> **TEXT EXTRACT**:
Lyndel Nominees Pty Ltd v Mobil Oil Australia Ltd Mogap Pty Ltd v Mobil Oil Australia Ltd

Case

[1997] FCA 921

5 SEPTEMBER 1997

No judgment structure available for this case.

FEDERAL COURT OF AUSTRALIA

IN THE FEDERAL COURT OF AUSTRALIA

NEW SOUTH WALES DISTRICT REGISTRY

NG 835  of   1995

BETWEEN:

LYNDEL NOMINEES PTY LTD
APPLICANT

AND:

MOBIL OIL AUSTRALIA LIMITED
RESPONDENT

AND

BETWEEN:

MOGAP PTY LIMITED  NG 841 OF 1995
APPLICANT

AND:

MOBIL OIL AUSTRALIA LIMITED
RESPONDENT

WHERE MADE:

SYDNEY

THE COURT ORDERS THAT:

IN THE FEDERAL COURT OF AUSTRALIA

NEW SOUTH WALES DISTRICT REGISTRY

 NG 835 of 1995

BETWEEN:

LYNDEL NOMINEES PTY LTD
APPLICANT

AND:

MOBIL OIL AUSTRALIA LIMITED
RESPONDENT

AND

BETWEEN:

MOGAP PTY LIMITED  NG 841 OF 1995
APPLICANT

AND:

MOBIL OIL AUSTRALIA LIMITED
RESPONDENT

JUDGE:

WILCOX J

DATE:

5 SEPTEMBER 1997

PLACE:

SYDNEY

EXTEMPORE REASONS FOR JUDGMENT

WILCOX J: These two matters are due to be heard by a Full Court on the 15th of this month.  They were put back in the list this morning at the request of one or both of the parties and two topics have been discussed.

The first topic can be disposed of fairly quickly; it is in relation to costs of the proceedings before me.  When I gave judgment, I reserved the costs of the proceedings.  I did that deliberately.  I was conscious of the fact that the judgments I then handed down dealt directly with only six out of some 120 or 130 cases.  Those six were selected by the parties, at my invitation, in order to raise various permutations of the facts thought typical of most, if not all, of the franchisees’ positions.  The idea was that rulings would be obtained on those cases, and subject to any appeal, those rulings would enable the parties to determine what should be the result of the other cases. 

As it happened, the selected cases did evidence a variety of facts.  As it also happened, I found in favour of the applicants’ position in relation to some of them but not on others.  I indicated that, if either party wished to have leave to appeal, then that would be granted.  Both parties sought, and obtained, leave to appeal.  It did not cross my mind that either party would be canvassing on appeal any question in relation to the costs of the hearing before me.  Whatever may be the result in the Full Court, there will remain questions regarding the other cases.  It might turn out that the Full Court's decision will leave little scope for argument in relation to other cases; but it may be impossible to say that for certain, without some investigation of the other cases.

Although Lyndel Nominees' case was a separate action, in respect of which I was able to make final orders, it was heard with the Mogap action.  Ordinarily one would take that into account in determining what costs order should be made.

Today I have been asked to make costs orders in favour of the applicants.  I decline to do so.  It seems to me the appropriate time to look at costs is when the Court and the parties have the benefit of the ruling of the Full Court on the test cases that have been selected, and the parties have had an opportunity of considering the ramifications of the Full Court's decision for the remaining cases.  Perhaps no further hearing will be required; perhaps an extensive further hearing will be required.  The time to look at costs will be when these matters are known.  At this stage I have no real view as to what would be the appropriate order for costs and I decline to attempt to form a view.

> **DATA SEGMENT**:
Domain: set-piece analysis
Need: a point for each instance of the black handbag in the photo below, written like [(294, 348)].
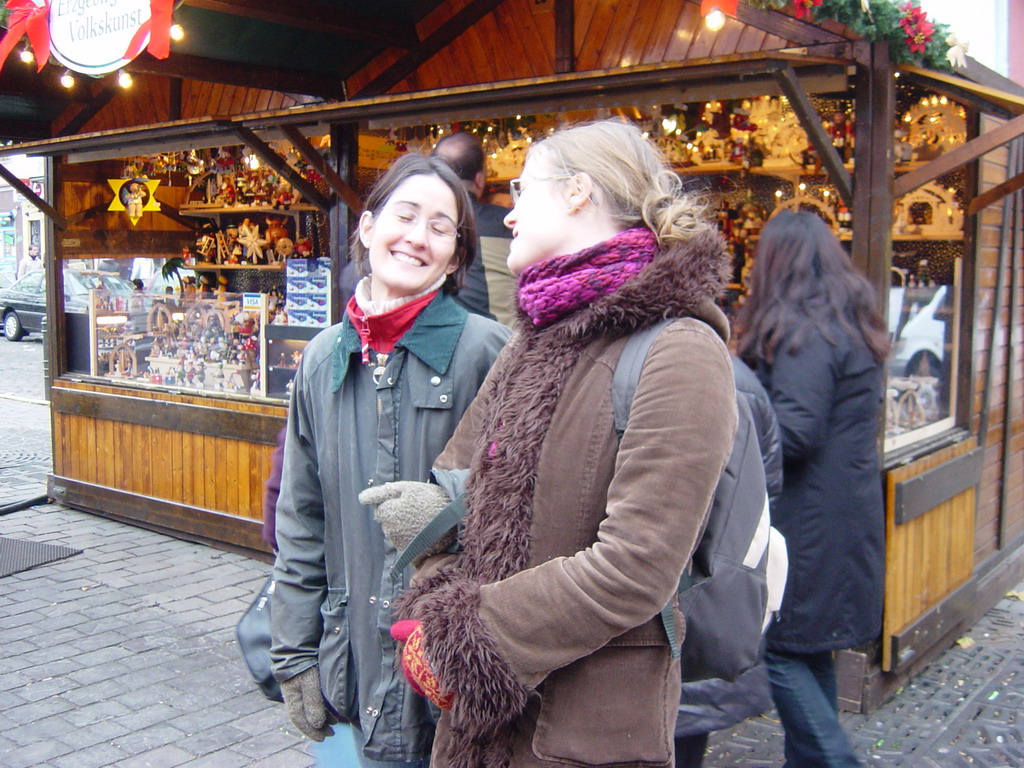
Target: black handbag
[(253, 633)]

> **EXERCISES TO COMPLETE**:
a. In the Lyndel Nominees judgment, how many cases did the judgments handed down deal with directly?
b. Extend the Lyndel Nominees court judgment past its final sentence.

> **RESULTS**:
a. Six, out of some 120 or 130 cases.

b.
The other topic raised this morning, in my opinion, should never have had to be raised.  It appears that, on 5 August 1997, Mobil gave to Petrex Pty Limited notice of expiration of its franchise.  The letter required Petrex to vacate its site no later than midnight on 30 September 1997.  Petrex was one of the applicants in the Mogap case.  I have been told today that it is common ground that it was one of the franchisees who achieved 90 per cent in the Circle of Excellence awards for each of the four years in relation to which the promise, the subject of this litigation, applies.  In other words it fell within the same category as Lyndel Nominees and, in the view I expressed in my judgment, was entitled to an automatic extension.

Mr Bathurst QC, on behalf of Mobil, told me this morning this notice was given simply to preserve Mobil's legal position.  If that was so, it is unfortunate, to say the least, that nobody told this to Petrex.  Any recipient of that letter would assume it meant what it said, and that Petrex had to make arrangements to be out of the site within a period of less than eight weeks from the date of the notice.  It must have been extremely disturbing for the directors of Petrex to receive that letter.  They apparently referred the letter to the solicitors acting on behalf of the applicants in these matters.  The solicitors corresponded with Mobil's solicitors and there was then an agreement for, in effect, a consent injunction.  I think it is unfortunate that the matter  had to be dealt with in that way.

I am further informed that there are a number of other franchisees in the same position.  Apparently there is no dispute about the correctness of the list of  those franchisees, prepared by the applicants’ solicitors.  Mr Bathurst tells me Mobil the proposes to give notices to these franchisees but will consent to individual orders in relation to each of them.  I do not think this should be necessary.  I am disappointed the matter could not have been dealt with by agreement between the solicitors along the lines of the agreement contained in the draft short minutes of order regarding Petrex, handed up this morning.  However, the solicitors have failed to agree and I am asked by counsel for the applicants to make an injunction.

A question arises about an undertaking as to damages.  It is usual to require an undertaking as to damages in the case of an interlocutory order; but this is an unusual case.  The franchisees, the subject of the proposed order, are all in the same category as Lyndel Nominees.  Because Lyndel's case was picked out as a test case, it has the benefit of a final order.  So it obtains the benefit of an order, pending the Full Court’s decision, without the necessity of giving an undertaking as to damages.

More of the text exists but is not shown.